(Beginning of THE RECORDS)

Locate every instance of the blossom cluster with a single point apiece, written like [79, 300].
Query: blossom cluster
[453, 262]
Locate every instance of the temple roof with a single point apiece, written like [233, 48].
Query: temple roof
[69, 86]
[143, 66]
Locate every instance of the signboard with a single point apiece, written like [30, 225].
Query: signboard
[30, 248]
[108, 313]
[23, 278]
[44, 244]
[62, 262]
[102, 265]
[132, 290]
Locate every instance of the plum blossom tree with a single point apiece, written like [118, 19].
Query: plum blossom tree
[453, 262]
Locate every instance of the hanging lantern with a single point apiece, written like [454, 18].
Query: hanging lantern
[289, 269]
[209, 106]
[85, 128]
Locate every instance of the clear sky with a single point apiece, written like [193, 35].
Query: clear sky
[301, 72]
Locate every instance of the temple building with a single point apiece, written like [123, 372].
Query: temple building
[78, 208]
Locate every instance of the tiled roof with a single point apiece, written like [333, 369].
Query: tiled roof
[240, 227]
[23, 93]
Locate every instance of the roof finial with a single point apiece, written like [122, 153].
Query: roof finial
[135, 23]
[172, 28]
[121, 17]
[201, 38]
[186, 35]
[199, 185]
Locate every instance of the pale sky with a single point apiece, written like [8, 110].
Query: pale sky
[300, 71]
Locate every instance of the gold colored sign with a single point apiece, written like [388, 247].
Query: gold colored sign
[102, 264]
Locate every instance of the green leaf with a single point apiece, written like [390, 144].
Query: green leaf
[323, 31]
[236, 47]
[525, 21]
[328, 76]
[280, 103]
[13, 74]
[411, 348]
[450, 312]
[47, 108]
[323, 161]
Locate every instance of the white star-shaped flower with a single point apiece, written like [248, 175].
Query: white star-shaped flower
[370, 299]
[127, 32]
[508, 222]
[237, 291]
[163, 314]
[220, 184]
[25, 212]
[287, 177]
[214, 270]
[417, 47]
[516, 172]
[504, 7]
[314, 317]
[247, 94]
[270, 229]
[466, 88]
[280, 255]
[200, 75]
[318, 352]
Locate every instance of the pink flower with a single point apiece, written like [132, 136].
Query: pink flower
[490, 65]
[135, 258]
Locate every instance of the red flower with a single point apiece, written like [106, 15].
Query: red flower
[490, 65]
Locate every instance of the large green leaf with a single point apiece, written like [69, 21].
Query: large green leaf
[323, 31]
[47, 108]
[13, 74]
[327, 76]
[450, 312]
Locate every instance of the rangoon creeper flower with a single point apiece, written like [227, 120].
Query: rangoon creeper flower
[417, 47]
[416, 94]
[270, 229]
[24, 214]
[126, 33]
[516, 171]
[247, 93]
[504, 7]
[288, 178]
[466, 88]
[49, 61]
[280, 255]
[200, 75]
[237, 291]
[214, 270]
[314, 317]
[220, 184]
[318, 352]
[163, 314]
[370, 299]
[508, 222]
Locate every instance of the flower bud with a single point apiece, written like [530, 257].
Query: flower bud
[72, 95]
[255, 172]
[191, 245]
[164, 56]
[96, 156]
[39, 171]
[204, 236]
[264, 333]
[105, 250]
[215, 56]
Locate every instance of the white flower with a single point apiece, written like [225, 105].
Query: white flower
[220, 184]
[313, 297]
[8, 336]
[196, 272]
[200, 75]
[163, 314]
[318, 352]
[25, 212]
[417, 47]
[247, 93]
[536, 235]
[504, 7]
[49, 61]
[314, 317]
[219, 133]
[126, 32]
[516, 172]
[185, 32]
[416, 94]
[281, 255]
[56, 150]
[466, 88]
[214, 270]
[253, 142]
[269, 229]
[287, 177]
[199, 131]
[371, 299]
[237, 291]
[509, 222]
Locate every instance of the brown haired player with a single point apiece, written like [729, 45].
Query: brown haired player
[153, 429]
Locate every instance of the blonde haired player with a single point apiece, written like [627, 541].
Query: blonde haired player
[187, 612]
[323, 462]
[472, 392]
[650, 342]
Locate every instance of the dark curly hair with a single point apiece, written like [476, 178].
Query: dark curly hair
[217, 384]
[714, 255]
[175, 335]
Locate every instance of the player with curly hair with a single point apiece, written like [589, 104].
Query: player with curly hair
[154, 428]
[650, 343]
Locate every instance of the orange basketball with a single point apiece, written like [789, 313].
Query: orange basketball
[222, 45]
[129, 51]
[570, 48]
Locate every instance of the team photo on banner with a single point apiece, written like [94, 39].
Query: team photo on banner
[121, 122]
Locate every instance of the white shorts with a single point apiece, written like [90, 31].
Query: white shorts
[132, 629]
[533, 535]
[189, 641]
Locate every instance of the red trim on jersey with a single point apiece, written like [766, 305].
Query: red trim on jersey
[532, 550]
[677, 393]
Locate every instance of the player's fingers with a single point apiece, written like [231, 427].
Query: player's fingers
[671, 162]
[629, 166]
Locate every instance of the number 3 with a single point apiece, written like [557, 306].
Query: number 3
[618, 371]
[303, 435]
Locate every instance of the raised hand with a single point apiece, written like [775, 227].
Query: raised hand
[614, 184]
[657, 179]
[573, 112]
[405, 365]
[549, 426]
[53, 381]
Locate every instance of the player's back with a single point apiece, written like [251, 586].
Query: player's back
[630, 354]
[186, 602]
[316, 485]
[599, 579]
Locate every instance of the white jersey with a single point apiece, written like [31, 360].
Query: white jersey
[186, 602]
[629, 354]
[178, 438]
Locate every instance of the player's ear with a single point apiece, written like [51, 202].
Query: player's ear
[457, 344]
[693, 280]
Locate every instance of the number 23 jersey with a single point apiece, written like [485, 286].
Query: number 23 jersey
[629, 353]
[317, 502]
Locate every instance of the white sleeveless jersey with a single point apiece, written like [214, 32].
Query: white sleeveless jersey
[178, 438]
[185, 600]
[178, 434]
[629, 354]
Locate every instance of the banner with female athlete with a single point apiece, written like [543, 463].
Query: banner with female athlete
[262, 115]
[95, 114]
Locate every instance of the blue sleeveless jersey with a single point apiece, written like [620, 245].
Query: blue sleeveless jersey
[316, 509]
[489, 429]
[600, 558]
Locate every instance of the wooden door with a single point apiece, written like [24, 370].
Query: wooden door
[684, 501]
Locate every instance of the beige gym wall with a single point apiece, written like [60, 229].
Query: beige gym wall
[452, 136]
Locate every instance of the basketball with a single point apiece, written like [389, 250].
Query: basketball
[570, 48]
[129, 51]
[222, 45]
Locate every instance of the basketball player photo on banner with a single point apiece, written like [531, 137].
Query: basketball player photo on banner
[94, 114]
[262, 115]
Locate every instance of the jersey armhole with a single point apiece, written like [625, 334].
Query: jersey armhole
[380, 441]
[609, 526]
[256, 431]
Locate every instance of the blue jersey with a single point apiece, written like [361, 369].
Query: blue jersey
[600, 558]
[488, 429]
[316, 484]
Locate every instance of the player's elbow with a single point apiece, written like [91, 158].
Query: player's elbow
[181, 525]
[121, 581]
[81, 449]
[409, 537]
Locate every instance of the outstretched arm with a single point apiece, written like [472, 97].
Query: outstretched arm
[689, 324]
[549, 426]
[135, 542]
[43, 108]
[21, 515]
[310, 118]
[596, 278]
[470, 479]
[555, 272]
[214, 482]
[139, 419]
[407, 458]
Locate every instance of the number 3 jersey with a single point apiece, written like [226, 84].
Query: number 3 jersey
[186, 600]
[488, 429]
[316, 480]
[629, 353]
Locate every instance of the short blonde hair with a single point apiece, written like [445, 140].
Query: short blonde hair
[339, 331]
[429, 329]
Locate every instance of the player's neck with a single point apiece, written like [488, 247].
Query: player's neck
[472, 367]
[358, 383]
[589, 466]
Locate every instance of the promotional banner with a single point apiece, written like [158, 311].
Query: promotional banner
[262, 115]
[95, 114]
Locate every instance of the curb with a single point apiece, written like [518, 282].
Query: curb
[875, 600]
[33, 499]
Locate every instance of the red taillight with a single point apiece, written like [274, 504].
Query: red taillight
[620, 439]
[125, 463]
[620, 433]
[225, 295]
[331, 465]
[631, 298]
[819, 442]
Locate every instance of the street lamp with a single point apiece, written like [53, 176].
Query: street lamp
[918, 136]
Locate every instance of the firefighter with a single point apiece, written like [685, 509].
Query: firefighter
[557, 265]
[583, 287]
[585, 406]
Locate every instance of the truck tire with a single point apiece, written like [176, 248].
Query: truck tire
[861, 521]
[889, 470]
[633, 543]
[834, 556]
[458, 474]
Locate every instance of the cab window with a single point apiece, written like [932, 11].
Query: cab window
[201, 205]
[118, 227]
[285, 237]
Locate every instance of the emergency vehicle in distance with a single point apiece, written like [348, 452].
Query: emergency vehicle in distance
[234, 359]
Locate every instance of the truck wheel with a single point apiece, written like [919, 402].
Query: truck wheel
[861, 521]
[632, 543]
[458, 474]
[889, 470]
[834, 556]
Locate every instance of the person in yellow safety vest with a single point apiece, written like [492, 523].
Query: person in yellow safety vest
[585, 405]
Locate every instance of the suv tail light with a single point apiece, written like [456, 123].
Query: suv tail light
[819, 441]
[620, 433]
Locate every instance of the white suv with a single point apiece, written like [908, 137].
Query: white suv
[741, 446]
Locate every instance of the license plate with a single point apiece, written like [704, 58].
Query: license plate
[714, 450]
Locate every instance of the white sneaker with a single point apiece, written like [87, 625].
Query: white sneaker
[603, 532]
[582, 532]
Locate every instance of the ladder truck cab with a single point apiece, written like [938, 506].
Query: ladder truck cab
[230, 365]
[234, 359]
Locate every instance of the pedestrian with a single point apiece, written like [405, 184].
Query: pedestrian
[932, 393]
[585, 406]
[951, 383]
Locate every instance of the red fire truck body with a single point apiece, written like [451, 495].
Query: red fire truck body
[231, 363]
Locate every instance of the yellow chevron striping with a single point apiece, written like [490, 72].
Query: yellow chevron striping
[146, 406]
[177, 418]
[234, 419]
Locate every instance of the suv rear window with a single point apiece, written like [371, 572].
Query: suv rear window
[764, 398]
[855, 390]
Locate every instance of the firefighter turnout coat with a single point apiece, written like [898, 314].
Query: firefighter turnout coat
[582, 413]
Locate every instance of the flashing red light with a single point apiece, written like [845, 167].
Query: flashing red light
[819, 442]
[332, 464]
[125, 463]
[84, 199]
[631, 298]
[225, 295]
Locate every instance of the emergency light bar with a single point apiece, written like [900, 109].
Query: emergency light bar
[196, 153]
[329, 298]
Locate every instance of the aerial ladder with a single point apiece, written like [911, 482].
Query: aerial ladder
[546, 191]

(End of THE RECORDS)

TO DO: If a line comes after the one with "Locate every instance of the signboard", leave it out; reproduce exactly every line of the material from the first up to and including that one.

SOLUTION TO THE EXERCISE:
Locate every instance of the blossom cluster with a single point apiece, written like [79, 300].
Query: blossom cluster
[453, 262]
Locate every instance of the temple roof with a single point apiece, written like [233, 48].
Query: temple roof
[69, 86]
[143, 66]
Locate every instance of the signboard with a single point apiece, written like [30, 225].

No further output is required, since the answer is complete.